AIM OF THE TASK
Rewrite the part of the pandas notebook extract that opens with the words containing "# Calculate the" and closes with "print(rounded_sterne)", using "mean_sterne" in place of "average_sterne".

SOURCE EXTRACT
——————
## Replace Null Values by Mean Values

In [2]:
import pandas as pd
import numpy as np
df = pd.read_csv('../Grunddatein/Zwischendatein/CleanedDataComplete.csv')

### Seller Sterne

In [3]:
    # Select the rows where 'sellerName' does not contain 'amazon'
    no_amazon_df = df[~df['sellerName'].str.contains('amazon', case=False)]

    # Calculate the rounded value of 'seller_sterne'
    average_sterne = no_amazon_df['seller_sterne'].mean()
    print(average_sterne)
    # Round to the nearest 0.5 or full value
    rounded_sterne = round(average_sterne * 2) / 2
    print(rounded_sterne)
——————
PROVIDED RECORDS
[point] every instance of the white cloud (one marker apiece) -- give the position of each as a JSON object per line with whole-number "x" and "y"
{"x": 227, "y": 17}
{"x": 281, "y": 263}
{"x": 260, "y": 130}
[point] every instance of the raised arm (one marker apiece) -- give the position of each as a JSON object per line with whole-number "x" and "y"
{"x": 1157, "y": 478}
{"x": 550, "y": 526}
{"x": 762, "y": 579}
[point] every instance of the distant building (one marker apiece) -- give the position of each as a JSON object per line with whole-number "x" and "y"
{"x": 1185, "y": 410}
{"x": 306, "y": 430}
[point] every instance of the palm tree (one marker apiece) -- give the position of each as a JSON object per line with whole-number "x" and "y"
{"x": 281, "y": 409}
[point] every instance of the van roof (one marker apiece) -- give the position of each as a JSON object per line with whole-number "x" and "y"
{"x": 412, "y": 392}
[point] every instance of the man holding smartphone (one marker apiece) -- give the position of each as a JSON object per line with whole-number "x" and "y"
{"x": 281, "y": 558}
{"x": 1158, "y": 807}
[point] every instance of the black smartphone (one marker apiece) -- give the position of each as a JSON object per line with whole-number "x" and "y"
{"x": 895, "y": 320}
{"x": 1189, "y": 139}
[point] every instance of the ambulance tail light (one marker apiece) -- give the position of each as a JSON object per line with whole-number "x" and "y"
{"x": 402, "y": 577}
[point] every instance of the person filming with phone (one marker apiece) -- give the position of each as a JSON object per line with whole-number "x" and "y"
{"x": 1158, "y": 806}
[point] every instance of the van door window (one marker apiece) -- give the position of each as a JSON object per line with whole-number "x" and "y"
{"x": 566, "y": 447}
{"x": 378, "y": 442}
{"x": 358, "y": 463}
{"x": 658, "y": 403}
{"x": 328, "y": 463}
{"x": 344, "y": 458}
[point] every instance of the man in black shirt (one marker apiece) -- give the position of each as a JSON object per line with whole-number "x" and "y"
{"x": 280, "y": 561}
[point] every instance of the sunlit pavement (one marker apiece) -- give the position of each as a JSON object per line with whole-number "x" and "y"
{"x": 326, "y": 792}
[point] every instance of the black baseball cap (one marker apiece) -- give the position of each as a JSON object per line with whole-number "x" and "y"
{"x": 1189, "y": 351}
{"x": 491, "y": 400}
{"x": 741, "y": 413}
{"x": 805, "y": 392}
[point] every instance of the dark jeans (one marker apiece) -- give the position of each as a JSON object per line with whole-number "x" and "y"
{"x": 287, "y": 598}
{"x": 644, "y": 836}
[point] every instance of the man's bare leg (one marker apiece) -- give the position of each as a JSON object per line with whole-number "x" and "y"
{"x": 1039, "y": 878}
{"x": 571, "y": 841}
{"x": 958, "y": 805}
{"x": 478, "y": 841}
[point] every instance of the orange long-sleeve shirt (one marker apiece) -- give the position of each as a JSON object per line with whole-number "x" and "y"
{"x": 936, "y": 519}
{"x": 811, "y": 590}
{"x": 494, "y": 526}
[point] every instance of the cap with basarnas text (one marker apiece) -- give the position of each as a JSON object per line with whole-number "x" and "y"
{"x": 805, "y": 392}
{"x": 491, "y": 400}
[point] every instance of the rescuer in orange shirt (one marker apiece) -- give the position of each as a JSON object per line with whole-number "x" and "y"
——————
COMPLETED EXERCISE
# Calculate the rounded value of 'seller_sterne'
    mean_sterne = no_amazon_df['seller_sterne'].mean()
    print(mean_sterne)
    # Round to the nearest 0.5 or full value
    rounded_sterne = round(mean_sterne * 2) / 2
    print(rounded_sterne)